**Document segment:**
::::::
“The glorious gift of education is empowerment,” Product Design alumnus and Associate Professor Roosevelt “Rose” Brown (BS 95) likes to tell his students. “How much power do you want, and how bad do you want it?”
A footwear and product designer whose 25-year-long career includes designing the action figure based on Toy Story’s Buzz Lightyear, as well as sneakers for Puma, Dada, Speedo, Brooks and Nike, Brown not only believes in the power of design, but he is also a huge advocate of the importance of education—and of access to it.
That’s part of my passion—to give back by teaching, especially to underrepresented students.
Roosevelt BrownProduct Design alumnus and associate professor
In June, Brown and Vice President and Chief Diversity Officer Aaron Bruce launched an initiative between ArtCenter and the youth development nonprofit Brotherhood Crusade. The aim of the collaboration is to provide free online Sneaker Science workshops to middle and high school students to encourage them to pursue higher education degrees and design opportunities.
::::::
**Dataset records:**

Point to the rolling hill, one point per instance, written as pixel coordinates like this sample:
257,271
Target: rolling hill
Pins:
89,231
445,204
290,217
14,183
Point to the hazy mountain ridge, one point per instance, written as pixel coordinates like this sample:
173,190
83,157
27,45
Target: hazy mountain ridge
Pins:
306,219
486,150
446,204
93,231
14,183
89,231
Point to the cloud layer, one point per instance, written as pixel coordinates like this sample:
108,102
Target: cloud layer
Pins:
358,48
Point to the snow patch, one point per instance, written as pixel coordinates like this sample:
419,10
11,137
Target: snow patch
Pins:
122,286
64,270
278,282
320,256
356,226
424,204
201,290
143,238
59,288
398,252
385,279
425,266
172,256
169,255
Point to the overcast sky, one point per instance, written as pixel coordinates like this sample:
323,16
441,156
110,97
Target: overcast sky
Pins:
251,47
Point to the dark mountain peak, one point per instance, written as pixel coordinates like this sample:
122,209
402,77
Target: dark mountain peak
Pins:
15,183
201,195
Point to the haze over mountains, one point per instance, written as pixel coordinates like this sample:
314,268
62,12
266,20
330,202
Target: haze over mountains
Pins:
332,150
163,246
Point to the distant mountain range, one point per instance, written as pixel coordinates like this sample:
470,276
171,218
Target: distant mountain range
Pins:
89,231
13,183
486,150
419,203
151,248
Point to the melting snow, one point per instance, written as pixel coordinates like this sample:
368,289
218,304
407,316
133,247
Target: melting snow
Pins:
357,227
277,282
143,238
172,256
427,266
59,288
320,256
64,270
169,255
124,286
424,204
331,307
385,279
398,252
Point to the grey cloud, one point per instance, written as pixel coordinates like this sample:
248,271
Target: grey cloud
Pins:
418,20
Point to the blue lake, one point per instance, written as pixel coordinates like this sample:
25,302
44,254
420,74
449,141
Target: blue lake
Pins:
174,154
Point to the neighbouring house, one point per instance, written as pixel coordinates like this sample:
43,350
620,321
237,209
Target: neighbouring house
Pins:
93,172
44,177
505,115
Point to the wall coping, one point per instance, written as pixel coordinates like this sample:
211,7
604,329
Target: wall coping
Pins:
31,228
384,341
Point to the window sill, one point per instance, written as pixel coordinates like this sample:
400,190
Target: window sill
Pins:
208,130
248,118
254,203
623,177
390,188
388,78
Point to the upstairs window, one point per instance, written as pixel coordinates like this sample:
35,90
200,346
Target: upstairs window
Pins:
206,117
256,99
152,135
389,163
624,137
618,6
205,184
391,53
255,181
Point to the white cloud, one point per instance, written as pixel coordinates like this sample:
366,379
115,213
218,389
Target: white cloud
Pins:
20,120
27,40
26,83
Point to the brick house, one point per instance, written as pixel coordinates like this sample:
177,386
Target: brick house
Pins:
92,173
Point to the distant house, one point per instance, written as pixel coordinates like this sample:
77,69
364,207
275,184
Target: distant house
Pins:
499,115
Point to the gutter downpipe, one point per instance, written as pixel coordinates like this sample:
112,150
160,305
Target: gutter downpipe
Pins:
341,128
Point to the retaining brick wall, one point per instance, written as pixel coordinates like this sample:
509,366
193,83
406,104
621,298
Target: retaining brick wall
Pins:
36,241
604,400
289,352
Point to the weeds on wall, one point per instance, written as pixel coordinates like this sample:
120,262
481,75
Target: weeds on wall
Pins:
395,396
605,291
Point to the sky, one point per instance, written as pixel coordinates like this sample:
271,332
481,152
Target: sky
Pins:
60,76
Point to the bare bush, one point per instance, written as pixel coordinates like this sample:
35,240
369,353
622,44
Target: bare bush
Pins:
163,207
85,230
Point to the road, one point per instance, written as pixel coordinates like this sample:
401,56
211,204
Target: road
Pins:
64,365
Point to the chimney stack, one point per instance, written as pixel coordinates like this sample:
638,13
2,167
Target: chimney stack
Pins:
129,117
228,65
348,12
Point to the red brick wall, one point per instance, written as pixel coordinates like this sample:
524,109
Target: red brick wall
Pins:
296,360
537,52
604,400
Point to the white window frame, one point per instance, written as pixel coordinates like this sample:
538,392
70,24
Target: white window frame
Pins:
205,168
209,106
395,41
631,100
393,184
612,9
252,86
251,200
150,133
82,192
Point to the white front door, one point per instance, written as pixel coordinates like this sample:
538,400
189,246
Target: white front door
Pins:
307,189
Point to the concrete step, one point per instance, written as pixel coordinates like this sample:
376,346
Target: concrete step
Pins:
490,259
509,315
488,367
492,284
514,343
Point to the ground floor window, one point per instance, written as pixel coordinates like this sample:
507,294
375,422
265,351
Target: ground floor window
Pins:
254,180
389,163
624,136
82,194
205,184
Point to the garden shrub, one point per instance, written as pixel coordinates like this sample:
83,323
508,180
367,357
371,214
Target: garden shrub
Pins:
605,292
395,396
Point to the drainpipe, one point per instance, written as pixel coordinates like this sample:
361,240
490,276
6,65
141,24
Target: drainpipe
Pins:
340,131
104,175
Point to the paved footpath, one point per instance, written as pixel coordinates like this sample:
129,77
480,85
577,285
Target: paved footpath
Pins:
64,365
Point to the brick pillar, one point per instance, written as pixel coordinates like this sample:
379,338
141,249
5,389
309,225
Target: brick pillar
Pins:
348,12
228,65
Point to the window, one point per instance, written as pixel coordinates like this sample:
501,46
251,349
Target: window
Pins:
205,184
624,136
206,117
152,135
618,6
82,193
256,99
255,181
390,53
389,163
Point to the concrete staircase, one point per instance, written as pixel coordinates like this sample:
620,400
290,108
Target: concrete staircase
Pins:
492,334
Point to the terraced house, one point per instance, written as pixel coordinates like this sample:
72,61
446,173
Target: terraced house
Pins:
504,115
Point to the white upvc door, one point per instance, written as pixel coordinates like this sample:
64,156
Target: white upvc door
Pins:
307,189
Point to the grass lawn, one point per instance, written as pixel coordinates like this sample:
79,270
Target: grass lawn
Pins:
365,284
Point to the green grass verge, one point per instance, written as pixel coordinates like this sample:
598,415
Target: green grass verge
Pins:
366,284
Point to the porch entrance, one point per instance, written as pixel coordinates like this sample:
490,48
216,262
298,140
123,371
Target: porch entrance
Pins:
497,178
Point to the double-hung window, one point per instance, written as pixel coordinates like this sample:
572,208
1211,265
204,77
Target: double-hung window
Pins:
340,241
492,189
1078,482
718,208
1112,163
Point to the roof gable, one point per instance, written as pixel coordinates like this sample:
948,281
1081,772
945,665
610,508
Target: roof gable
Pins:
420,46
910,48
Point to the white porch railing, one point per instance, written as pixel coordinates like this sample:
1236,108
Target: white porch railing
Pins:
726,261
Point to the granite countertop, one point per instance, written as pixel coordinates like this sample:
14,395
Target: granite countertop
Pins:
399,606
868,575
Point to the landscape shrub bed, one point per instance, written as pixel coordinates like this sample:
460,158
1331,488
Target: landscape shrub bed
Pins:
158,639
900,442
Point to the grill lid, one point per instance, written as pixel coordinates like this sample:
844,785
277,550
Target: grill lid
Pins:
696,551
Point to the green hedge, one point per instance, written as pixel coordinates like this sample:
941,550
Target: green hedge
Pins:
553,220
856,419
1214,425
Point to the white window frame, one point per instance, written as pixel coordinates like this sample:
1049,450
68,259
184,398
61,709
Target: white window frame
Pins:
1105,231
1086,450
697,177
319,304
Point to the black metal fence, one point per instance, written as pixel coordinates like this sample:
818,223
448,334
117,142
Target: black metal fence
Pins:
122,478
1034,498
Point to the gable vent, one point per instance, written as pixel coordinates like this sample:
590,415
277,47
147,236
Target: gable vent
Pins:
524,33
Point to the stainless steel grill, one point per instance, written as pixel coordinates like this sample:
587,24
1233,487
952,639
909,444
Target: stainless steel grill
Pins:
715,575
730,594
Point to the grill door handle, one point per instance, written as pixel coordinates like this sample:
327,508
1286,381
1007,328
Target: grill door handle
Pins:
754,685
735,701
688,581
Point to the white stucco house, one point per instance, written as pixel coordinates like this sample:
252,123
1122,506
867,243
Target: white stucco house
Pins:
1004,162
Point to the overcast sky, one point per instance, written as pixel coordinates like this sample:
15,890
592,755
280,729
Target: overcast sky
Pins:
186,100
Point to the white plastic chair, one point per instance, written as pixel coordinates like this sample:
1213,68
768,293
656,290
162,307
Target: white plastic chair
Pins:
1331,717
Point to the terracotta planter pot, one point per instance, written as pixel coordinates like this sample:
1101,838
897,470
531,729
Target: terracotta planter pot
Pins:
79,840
::::::
**Prompt:** In the passage about Roosevelt Brown, which youth development nonprofit is partnering with ArtCenter on the initiative launched in June? These entries have no connection to the passage about Roosevelt Brown.

**Task output:** Brotherhood Crusade.